Quoted text:
========
Jharkhand State Cricket Association is the governing body of the cricket activities in the Jharkhand state of India and the Jharkhand cricket team. It is affiliated to the Board of Control for Cricket in India.

History

It came in existence in year 2000 and got full membership of BCCI in 2003.

Association stands at a historic phase in its history, not only the former captain of the national side Mahendra Singh Dhoni is from Jharkhand but several other players have made their mark on the national stage in the past few years, three of them going on to play for the country.

In March 2011, for the first time in the history of the Association, the state team demolished Gujarat in the Finals to win the Vijay Hazare Trophy, a victory symbolic of the ascendancy of Jharkhand cricket.

A number of players had also gone on to perform valuable roles for their various franchises in the Indian Premier League. The construction of International Stadium at Ranchi had help the association to grow and helped more the player to play cricket. The construction began in the June 2009 and hosted its first first-class match in November, 2010.

Apart from a world-class stadium, the complex also has a second regulation, The Ranchi Oval, a fully equipped Indoor Cricket Facility, outdoor practice nets with ten wickets, state of the art synthetic tennis courts, a swimming pool, a clubhouse, etcetera.
========
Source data
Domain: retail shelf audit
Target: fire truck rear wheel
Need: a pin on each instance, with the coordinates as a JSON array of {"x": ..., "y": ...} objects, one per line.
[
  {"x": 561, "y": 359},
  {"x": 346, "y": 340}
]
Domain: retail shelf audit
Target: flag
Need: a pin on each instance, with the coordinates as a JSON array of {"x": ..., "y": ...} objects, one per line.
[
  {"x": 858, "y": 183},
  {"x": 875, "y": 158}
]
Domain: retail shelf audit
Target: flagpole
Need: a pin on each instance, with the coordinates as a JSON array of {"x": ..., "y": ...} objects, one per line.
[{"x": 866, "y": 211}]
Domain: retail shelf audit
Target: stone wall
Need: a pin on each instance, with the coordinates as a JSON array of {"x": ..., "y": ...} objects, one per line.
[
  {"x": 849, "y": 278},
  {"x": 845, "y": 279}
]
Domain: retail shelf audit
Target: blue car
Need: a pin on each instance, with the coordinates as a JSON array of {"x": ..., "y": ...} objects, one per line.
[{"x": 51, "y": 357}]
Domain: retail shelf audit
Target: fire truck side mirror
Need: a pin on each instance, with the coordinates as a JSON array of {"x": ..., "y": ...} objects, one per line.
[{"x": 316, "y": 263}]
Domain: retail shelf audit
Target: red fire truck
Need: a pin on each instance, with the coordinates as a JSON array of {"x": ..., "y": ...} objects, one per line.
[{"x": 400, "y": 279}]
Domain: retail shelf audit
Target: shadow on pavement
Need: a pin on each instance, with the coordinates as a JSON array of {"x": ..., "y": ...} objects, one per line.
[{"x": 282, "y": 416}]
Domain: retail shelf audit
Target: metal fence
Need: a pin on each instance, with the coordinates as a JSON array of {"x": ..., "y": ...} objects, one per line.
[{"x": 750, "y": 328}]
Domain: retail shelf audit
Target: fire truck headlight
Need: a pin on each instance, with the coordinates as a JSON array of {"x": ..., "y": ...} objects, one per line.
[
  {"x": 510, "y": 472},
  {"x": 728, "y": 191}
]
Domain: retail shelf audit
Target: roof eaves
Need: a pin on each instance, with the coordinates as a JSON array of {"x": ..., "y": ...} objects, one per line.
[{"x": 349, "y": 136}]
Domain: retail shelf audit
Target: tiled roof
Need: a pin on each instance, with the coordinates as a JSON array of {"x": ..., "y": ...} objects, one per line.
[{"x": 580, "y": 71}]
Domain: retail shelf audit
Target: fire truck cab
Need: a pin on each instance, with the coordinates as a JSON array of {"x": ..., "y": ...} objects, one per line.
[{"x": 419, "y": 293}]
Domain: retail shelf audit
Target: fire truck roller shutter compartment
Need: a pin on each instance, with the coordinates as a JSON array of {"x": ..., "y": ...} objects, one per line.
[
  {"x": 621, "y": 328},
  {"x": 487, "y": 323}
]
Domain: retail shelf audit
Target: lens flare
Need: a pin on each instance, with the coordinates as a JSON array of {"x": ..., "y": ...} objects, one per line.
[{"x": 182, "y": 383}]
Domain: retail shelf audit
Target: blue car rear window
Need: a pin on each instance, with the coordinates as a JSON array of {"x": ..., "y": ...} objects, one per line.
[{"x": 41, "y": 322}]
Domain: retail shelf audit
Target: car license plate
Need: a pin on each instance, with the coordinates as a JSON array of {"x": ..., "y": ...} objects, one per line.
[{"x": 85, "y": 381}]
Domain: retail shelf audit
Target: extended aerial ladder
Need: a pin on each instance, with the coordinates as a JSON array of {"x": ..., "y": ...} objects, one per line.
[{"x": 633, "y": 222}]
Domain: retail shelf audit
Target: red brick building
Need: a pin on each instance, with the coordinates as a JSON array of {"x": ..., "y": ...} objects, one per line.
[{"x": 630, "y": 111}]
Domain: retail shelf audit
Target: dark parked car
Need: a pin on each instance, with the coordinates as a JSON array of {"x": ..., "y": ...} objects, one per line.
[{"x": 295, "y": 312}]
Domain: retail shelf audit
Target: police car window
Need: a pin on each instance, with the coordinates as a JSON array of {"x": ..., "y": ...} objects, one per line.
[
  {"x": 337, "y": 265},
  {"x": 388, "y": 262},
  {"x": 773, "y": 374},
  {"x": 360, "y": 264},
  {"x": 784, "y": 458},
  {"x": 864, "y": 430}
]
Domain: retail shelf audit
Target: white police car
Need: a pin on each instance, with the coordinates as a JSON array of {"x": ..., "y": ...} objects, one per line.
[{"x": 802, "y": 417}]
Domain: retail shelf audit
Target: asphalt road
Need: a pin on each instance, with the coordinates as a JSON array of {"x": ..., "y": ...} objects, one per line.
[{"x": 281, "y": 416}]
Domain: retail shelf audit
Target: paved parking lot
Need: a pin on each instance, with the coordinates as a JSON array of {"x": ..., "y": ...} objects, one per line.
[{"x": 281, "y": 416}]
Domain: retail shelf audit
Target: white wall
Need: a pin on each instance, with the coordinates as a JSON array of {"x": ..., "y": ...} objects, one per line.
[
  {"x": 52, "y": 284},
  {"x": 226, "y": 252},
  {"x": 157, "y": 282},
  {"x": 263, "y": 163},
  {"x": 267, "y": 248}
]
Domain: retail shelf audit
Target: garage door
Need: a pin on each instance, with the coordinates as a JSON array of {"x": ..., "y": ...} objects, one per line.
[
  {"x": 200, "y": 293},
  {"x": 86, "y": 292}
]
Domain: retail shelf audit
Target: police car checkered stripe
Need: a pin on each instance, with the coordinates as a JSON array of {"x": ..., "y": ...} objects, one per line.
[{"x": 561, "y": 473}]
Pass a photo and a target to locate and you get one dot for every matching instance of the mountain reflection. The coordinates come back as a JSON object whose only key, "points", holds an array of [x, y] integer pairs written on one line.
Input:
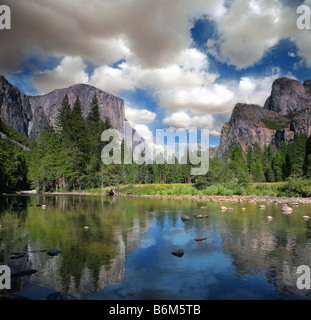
{"points": [[128, 243]]}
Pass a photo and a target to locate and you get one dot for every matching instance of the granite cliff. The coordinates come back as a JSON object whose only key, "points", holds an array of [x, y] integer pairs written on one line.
{"points": [[286, 112], [30, 115]]}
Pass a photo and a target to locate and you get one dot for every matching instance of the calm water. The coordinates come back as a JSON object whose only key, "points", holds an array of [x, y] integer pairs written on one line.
{"points": [[126, 253]]}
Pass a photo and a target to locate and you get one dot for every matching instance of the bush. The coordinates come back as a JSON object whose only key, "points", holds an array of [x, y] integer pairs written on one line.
{"points": [[297, 187]]}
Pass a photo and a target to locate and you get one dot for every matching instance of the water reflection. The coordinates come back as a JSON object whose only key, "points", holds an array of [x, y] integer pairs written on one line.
{"points": [[126, 252]]}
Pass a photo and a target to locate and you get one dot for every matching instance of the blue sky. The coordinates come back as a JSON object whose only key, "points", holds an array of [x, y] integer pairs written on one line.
{"points": [[180, 64]]}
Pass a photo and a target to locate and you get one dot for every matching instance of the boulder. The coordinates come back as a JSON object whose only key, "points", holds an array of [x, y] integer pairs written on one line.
{"points": [[198, 216], [178, 253], [200, 239], [287, 209], [53, 252]]}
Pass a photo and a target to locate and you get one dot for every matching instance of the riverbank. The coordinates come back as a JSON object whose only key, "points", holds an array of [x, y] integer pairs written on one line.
{"points": [[199, 198]]}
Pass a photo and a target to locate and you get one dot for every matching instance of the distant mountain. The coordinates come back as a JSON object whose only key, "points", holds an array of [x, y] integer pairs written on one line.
{"points": [[29, 115], [286, 112]]}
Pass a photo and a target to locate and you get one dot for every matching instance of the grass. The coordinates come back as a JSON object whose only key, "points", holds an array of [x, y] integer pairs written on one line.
{"points": [[290, 188], [275, 124]]}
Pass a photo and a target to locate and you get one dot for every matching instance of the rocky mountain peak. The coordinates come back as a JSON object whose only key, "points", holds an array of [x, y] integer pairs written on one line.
{"points": [[30, 115], [286, 112], [289, 96]]}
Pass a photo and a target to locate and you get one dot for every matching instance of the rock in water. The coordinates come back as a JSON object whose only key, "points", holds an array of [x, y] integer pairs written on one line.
{"points": [[112, 192], [198, 216], [178, 253], [53, 252], [199, 239]]}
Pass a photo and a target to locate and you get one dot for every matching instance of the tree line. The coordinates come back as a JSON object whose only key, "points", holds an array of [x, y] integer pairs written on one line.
{"points": [[68, 157]]}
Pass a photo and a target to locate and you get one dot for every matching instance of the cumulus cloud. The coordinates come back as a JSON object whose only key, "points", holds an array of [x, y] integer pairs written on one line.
{"points": [[137, 115], [249, 29], [71, 70], [148, 33]]}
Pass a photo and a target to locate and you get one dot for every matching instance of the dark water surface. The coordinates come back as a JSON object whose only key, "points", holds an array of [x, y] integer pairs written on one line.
{"points": [[126, 252]]}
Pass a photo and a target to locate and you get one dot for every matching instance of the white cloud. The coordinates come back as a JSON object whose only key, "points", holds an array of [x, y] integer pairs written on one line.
{"points": [[182, 120], [69, 71], [250, 28]]}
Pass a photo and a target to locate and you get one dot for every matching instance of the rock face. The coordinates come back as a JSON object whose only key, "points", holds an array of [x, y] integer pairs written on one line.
{"points": [[286, 112], [30, 115]]}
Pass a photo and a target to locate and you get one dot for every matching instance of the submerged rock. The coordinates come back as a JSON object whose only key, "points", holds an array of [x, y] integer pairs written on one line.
{"points": [[59, 295], [287, 209], [198, 216], [23, 273], [199, 239], [53, 252], [18, 255], [178, 253]]}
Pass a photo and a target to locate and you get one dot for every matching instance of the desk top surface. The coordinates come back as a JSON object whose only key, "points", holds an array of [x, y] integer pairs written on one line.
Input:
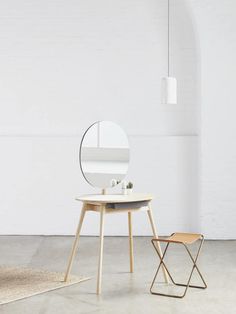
{"points": [[114, 198]]}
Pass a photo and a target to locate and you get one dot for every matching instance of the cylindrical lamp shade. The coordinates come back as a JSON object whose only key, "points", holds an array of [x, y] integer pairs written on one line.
{"points": [[169, 90]]}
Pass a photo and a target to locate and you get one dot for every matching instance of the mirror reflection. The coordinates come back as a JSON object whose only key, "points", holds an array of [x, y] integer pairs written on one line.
{"points": [[104, 154]]}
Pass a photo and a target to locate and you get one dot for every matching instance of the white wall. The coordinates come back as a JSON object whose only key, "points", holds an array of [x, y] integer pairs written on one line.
{"points": [[216, 28], [67, 64]]}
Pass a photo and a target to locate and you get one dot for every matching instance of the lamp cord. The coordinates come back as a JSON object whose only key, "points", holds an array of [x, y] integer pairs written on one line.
{"points": [[168, 30]]}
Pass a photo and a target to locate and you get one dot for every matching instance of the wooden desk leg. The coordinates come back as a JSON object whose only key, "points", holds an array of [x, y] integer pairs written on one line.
{"points": [[76, 242], [131, 250], [99, 276], [154, 230]]}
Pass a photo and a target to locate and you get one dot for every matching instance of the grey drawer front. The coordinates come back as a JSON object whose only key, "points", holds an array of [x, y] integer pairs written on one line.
{"points": [[128, 205]]}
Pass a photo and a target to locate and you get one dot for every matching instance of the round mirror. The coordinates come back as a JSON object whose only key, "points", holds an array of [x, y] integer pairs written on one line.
{"points": [[104, 154]]}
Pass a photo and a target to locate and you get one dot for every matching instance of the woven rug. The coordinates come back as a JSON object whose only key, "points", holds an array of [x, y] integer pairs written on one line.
{"points": [[18, 283]]}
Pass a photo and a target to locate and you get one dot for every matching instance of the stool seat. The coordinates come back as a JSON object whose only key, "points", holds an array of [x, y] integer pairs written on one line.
{"points": [[187, 238], [183, 239]]}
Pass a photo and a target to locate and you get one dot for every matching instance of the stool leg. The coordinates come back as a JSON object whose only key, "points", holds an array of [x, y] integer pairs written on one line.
{"points": [[158, 244], [76, 242], [131, 249], [99, 276]]}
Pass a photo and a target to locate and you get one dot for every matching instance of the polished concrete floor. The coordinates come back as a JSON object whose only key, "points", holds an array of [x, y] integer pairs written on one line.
{"points": [[122, 292]]}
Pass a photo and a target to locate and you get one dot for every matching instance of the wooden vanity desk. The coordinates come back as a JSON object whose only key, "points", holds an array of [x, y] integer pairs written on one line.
{"points": [[111, 204]]}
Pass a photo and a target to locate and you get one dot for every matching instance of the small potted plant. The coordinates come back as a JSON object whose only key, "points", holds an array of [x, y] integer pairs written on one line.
{"points": [[123, 187], [129, 188]]}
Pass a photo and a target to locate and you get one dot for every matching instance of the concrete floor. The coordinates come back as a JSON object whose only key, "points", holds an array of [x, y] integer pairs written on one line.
{"points": [[122, 292]]}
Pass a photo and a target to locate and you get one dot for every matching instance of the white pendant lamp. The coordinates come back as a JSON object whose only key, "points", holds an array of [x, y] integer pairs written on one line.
{"points": [[168, 83]]}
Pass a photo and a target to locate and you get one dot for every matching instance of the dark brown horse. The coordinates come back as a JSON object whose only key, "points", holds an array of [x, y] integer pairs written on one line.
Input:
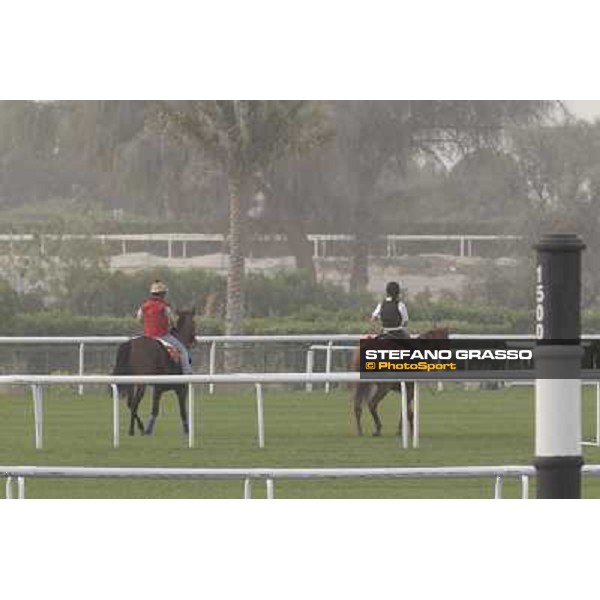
{"points": [[148, 356], [363, 391]]}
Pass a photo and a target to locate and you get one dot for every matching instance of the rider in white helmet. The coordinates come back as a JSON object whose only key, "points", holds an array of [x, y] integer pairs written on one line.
{"points": [[159, 319]]}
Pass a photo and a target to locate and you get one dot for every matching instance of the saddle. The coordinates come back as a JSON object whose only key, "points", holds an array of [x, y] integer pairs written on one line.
{"points": [[172, 351]]}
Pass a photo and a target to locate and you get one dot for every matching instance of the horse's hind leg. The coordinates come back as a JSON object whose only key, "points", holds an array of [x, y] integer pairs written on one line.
{"points": [[374, 401], [156, 394], [360, 392], [134, 403], [181, 397]]}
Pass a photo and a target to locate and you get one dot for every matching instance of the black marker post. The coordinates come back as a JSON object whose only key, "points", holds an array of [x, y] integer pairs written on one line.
{"points": [[558, 459]]}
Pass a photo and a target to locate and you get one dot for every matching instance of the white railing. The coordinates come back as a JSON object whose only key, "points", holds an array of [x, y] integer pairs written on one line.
{"points": [[320, 241], [214, 340], [36, 382], [270, 475]]}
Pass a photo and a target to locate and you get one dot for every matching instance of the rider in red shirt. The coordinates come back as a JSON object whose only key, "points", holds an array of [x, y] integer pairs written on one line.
{"points": [[158, 319]]}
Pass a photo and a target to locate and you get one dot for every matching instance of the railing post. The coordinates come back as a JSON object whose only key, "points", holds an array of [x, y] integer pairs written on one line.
{"points": [[116, 415], [38, 415], [498, 488], [81, 364], [248, 489], [416, 418], [328, 364], [597, 413], [212, 364], [270, 489], [310, 363], [404, 416], [191, 416], [260, 415], [524, 487], [558, 456]]}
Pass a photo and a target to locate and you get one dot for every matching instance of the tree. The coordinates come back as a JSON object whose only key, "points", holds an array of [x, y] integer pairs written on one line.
{"points": [[560, 165], [375, 136], [241, 138]]}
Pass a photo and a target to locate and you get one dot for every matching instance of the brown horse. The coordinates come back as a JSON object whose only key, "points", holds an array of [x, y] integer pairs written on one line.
{"points": [[148, 356], [362, 391]]}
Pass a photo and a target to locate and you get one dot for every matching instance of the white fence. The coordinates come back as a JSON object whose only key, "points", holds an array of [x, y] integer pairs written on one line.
{"points": [[270, 475], [36, 382], [16, 474], [322, 242], [327, 345]]}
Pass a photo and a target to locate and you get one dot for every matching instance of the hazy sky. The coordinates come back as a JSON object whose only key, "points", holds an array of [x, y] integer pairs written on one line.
{"points": [[586, 109]]}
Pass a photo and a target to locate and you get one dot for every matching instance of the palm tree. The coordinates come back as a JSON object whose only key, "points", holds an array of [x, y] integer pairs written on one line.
{"points": [[243, 138]]}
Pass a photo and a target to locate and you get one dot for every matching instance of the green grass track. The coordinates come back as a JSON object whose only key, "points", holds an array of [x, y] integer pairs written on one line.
{"points": [[458, 427]]}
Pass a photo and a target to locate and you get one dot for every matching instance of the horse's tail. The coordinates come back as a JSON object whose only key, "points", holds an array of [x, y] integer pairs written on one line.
{"points": [[122, 366]]}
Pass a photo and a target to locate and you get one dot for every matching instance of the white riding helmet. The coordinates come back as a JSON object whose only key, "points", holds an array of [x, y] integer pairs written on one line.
========
Work to do:
1. According to the cricket association text, why does the association stand at a historic phase? Answer in one to three sentences.
2. Please return the cricket association text word for word, from "Jharkhand State Cricket" to "Cricket in India.".

Answers to the tasks:
1. The association stands at a historic phase because former national captain Mahendra Singh Dhoni is from Jharkhand. Several other players from the state have also made their mark on the national stage in the past few years, and three of them have gone on to play for the country.

2.
Jharkhand State Cricket Association is the governing body of the cricket activities in the Jharkhand state of India and the Jharkhand cricket team. It is affiliated to the Board of Control for Cricket in India.